- [EXERCISE PROMPT]: For each line of the material, write out an exact copy.

- [INPUT FOR THIS TASK]:
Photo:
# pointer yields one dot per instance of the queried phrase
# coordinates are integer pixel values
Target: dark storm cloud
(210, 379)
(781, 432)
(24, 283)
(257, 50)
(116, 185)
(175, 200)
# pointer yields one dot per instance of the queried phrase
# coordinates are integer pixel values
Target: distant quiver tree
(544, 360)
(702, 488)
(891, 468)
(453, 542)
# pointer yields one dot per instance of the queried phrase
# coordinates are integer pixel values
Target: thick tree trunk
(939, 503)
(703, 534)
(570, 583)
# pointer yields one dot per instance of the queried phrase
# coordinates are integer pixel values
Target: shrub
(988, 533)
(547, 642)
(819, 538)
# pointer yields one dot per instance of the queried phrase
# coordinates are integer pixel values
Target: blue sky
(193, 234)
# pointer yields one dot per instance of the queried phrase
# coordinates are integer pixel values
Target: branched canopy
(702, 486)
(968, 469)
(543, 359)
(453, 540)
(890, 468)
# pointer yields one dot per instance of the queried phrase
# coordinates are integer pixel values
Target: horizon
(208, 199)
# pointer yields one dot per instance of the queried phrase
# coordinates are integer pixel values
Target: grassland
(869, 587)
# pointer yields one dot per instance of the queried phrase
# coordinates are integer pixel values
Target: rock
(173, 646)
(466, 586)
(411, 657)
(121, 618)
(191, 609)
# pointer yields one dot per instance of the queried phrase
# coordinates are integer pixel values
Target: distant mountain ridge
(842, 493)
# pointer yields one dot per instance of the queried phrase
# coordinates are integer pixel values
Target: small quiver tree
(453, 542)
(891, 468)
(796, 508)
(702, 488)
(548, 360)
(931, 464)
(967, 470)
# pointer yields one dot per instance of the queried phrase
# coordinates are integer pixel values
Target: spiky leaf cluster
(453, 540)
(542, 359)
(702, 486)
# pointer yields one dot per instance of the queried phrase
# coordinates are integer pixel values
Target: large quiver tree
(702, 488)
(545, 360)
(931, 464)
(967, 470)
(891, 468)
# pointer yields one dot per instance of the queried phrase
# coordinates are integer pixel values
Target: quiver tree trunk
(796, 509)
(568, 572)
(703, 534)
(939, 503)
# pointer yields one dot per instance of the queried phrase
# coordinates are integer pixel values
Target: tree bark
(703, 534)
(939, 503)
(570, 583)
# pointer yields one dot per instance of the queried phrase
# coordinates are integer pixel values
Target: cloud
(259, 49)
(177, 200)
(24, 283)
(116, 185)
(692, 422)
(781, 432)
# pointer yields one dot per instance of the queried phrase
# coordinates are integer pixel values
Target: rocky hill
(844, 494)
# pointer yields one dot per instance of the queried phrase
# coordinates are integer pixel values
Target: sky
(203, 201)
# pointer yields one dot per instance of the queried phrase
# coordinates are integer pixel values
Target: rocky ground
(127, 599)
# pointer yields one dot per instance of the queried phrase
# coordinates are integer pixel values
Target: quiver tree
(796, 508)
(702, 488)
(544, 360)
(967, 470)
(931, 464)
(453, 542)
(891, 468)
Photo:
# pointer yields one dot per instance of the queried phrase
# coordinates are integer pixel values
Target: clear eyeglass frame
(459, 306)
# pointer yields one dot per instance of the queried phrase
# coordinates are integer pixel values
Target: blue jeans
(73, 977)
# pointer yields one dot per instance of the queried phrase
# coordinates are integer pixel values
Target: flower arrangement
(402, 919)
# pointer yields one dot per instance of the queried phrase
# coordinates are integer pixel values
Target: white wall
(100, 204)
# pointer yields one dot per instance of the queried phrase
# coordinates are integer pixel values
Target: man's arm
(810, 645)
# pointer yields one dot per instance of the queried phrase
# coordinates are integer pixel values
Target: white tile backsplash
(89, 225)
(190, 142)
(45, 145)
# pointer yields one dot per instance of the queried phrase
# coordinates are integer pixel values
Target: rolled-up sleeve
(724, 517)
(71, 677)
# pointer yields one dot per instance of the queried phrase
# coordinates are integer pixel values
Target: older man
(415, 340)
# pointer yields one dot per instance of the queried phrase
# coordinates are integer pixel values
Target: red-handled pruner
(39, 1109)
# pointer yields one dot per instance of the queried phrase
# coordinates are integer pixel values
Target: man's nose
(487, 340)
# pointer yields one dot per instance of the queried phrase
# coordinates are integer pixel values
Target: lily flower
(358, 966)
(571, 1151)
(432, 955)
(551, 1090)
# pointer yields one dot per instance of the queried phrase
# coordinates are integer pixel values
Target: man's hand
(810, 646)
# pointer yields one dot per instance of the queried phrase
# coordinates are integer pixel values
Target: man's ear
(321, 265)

- [SOLUTION]:
Photo:
# pointer yields one dot per instance of the queried phrase
# coordinates are integer pixel values
Target: dark storm cloud
(210, 379)
(781, 432)
(24, 283)
(257, 50)
(116, 185)
(175, 200)
# pointer yields one dot per instance of the queried phrase
# coordinates are integer pixel values
Target: distant quiver tree
(544, 360)
(702, 488)
(891, 468)
(453, 542)
# pointer yields one dot per instance of the queried phrase
# coordinates are integer pixel values
Target: thick tree trunk
(939, 503)
(703, 534)
(570, 583)
# pointer yields one dot per instance of the queried phrase
# coordinates are integer pixel values
Target: shrub
(988, 533)
(547, 642)
(819, 538)
# pointer yields one dot per instance of the queried phrase
# coordinates are integer pixel values
Target: blue sky
(193, 234)
# pointer yields one dot per instance of the queried phrase
# coordinates are integer pixel values
Target: branched canopy
(702, 486)
(968, 469)
(543, 359)
(453, 540)
(890, 468)
# pointer yields one dot per instance of the queried phrase
# coordinates are integer pixel values
Target: horizon
(208, 199)
# pointer yields one dot per instance of the queried phrase
# coordinates are integer pixel values
Target: grassland
(869, 587)
# pointer yields one dot per instance of the queried phrase
# coordinates are integer pixel values
Target: rock
(173, 646)
(466, 586)
(411, 657)
(121, 618)
(191, 609)
# pointer yields one dot per instance of the queried phrase
# coordinates are integer pixel values
Target: distant mountain ridge
(842, 493)
# pointer yields one dot per instance of the queried phrase
# coordinates are integer pixel values
Target: small quiver tree
(453, 542)
(891, 468)
(796, 508)
(702, 488)
(548, 360)
(931, 464)
(967, 470)
# pointer yields one dot per instance of the queried phrase
# coordinates are integer pixel values
Target: spiky leaf cluster
(453, 540)
(542, 359)
(702, 486)
# pointer yields one dot per instance of the queried phrase
# coordinates are integer pixel values
Target: large quiver tree
(702, 488)
(545, 360)
(931, 464)
(967, 470)
(891, 468)
# pointer yields one dot per instance of the queried phrase
# coordinates are integer pixel values
Target: quiver tree trunk
(796, 509)
(568, 572)
(703, 534)
(939, 503)
# pointer yields one dot per instance of the queried phrase
# coordinates are integer pixel values
Target: tree bark
(703, 534)
(939, 503)
(570, 583)
# pointer yields one dot per instance of the queried phrase
# coordinates are integer pixel values
Target: cloud
(259, 49)
(177, 200)
(24, 283)
(116, 185)
(692, 422)
(781, 432)
# pointer yields one dot per instance of the queried phrase
# coordinates are integer pixel values
Target: rocky hill
(844, 494)
# pointer yields one dot per instance of the queried phrase
# coordinates are integer pixel values
Target: sky
(203, 201)
# pointer yields one dot per instance of the queried phrase
# coordinates are integer pixel values
Target: rocky ground
(127, 599)
# pointer yields one dot per instance of the queried phrase
# coordinates are integer pixel values
Target: quiver tree
(796, 508)
(702, 488)
(544, 360)
(967, 470)
(931, 464)
(453, 542)
(891, 468)
Photo:
# pointer yields one dot per instance of the queried phrase
# coordinates are integer pixel values
Target: clear eyeglass frame
(459, 306)
# pointer yields one dot per instance of the queried phrase
# coordinates are integer pixel values
Target: blue jeans
(73, 977)
# pointer yields one dot per instance of the queried phrase
# coordinates are integer pixel values
Target: flower arrangement
(402, 919)
# pointer yields one dot per instance of the queried phrase
# coordinates are integer pixel values
Target: white wall
(100, 204)
# pointer yields one dot per instance of the queried phrase
# coordinates are integer pixel values
Target: man's arm
(810, 645)
# pointer yields one dot per instance of the queried phrase
# coordinates are integer pixel values
Target: white tile backsplash
(89, 225)
(190, 142)
(45, 145)
# pointer yields one dot per instance of the queried phrase
# coordinates are integer pixel values
Target: rolled-up sleeve
(724, 517)
(71, 677)
# pointer yields one dot per instance of the queried phrase
# coordinates are integer pixel values
Target: older man
(415, 340)
# pointer yields one dot per instance of the queried phrase
# coordinates are integer pixel values
Target: red-handled pruner
(39, 1109)
# pointer yields one dot per instance of the queried phrase
# coordinates are integer pixel values
Target: man's nose
(487, 340)
# pointer yields one dot per instance of the queried phrase
# coordinates are integer pixel values
Target: lily flower
(358, 966)
(571, 1151)
(432, 955)
(551, 1090)
# pointer yields one dot per instance of the queried phrase
# coordinates are integer pixel values
Target: man's hand
(810, 646)
# pointer yields one dot per instance of the queried phrase
# coordinates are integer pixel values
Target: man's ear
(321, 265)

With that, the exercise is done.